■ CHALLENGES:
**a)** Answer these from the motorcycle accident text:
(i) Which organization is cited in the opening sentence?
(ii) What usually causes crashes involving a motorcyclist?
(iii) What share of the fatal motorcycle accidents in Australia involved a car?
**b)** Resume the motorcycle accident text after its final sentence, carrying on in the same style.

■ QUOTED TEXT:
START

According to the Centre for Accident Research and Road Safety Queensland, the severity of the injuries sustained by that of the motorcyclist, in a motor vehicle accident, are much greater than that of other road users.
Statistics reveal that crashes involving a motorcyclist, are usually caused by a vehicle other than that of the motorcycle. Usually the cause of the accident is due to the driver of the other motor vehicle failing to give right of way to the motorcyclist.
How are motorcyclist accidents different to other motor vehicle accidents?
One key difference between motorcycle accidents and other motor vehicle accidents is the severity of the personal injury sustained by the motorcyclist when compared to the other driver involved in the accident. Statistically, motorcyclists are considered to have a greater risk of sustaining a significant injury or death because of a number of factors including:
- Motorcyclists are relatively unprotected, especially when compared to a driver of a car. More than half of the fatal motorcycle accidents that occurred in Australia involved a car.
- Inability of other road users to detect the presence of the motorcyclist or judge the speed at which the motorcyclist is approaching.
- The motorcyclist’s lack of riding experience or inconsistent riding experience.
- Instability of the motorcycle caused by breaking or having a passenger.
- Poor riding conditions including gravel on the road, poor road markings or condition, obstructions on the road etc.
- Inexperienced, weekend “thrill seekers” are more prone to taking risks.
- Driver fatigue.
If a motorcyclist is either injured or killed as a result of an accident, who will be held accountable?

END

(Items from a dataset)

START

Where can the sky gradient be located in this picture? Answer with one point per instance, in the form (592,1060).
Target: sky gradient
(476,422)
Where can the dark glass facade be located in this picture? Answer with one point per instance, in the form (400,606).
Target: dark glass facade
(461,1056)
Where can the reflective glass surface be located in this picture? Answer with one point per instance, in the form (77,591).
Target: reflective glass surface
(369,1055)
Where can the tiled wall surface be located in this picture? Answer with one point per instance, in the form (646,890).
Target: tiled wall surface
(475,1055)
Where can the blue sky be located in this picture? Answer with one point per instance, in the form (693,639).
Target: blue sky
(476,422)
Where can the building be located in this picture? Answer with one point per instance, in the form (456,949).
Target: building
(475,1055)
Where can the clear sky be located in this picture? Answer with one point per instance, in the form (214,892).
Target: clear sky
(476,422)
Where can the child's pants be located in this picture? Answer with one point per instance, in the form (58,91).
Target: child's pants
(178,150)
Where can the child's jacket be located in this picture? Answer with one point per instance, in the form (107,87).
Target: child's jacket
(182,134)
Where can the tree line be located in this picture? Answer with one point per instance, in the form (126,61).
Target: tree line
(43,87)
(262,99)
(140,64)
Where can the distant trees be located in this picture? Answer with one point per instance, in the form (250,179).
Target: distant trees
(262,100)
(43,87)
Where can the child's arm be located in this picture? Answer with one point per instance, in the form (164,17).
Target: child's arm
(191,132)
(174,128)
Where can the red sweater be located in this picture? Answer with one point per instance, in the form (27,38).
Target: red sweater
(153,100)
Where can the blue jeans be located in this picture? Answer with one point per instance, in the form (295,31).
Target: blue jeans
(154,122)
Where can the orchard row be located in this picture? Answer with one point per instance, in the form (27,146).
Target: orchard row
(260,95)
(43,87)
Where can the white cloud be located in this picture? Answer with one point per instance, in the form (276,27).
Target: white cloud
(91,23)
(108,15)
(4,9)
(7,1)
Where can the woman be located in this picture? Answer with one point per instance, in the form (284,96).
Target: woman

END

■ ANSWER SET:
**a)**
(i) The Centre for Accident Research and Road Safety Queensland.
(ii) The driver of the other motor vehicle failing to give right of way to the motorcyclist.
(iii) More than half.

**b)**
A claim is usually made against the at-fault driver’s Compulsory Third Party (CTP) insurer or against the individual who caused the personal injury or fatality. Contact us now on 1300 720 544 to organise your no-obligation, free consultation with one our accredited personal injury law specialists to review your circumstances and advise you as to your best options.
What happens if I contributed towards the accident?
If you either contributed towards or caused the accident, you may be found to have contributed towards your injuries. As a consequence, your damages may be reduced. Contact us now on 1300 720 544 to organise your free consultation with one our personal injury law specialists so that you may be better advised as to what would be your best course of action.
Some of the factors that may reduce or prevent you from obtaining damages include:
- Driving while intoxicated;
- Breaking the road rules. For example, crossing a double line when driving around a bend;
- Riding a motorcycle without a helmet;
- Driving unlicensed.
- Speeding or engaged in “risky” driving.
What other options do I have if I can’t make a claim for personal injuries resulting from my motorcycle accident?
Call us now on 1300 720 544 to organise a free consultation to discuss what options you may have available given your circumstances. You may be able to make a claim through your superannuation’s Total and Permanent Disability (TPD) policy also.
How to help avoid being involved in a motorcycle accident
- Motorcyclist Driver Skills: Continually strive to be a better educated and skilled motorcyclist. You can improve your riding skills by completing an advanced driver course. Ride your motorcycle at regular intervals to remain “riding fit”.
- Appropriate Riding Gear: Clothing that has been designed and made with the motorcyclist’s safety in mind may help reduce the extent of the personal injury sustained by the driver if they come off their bike. Avoid riding your motorcycle while wearing shorts. The less skin that is exposed, the better. Wear a full face helmet, boots that protect your ankles and riding gloves. Wearing bright colours, especially on your jacket and helmet, will help improve your visibility on the road.
- Watch other drivers: Remaining vigilant while riding your motorcycle can help you avoid being involved in a motorcycle accident.
- Do the wheels of the car in front of you indicate that they are going to turn?
- Is a driver approaching from behind too quickly?
- If there is a gap in traffic, does that mean that a driver of a motor vehicle will take advantage of that gap? Be constantly aware of your options with respect to taking evasion action.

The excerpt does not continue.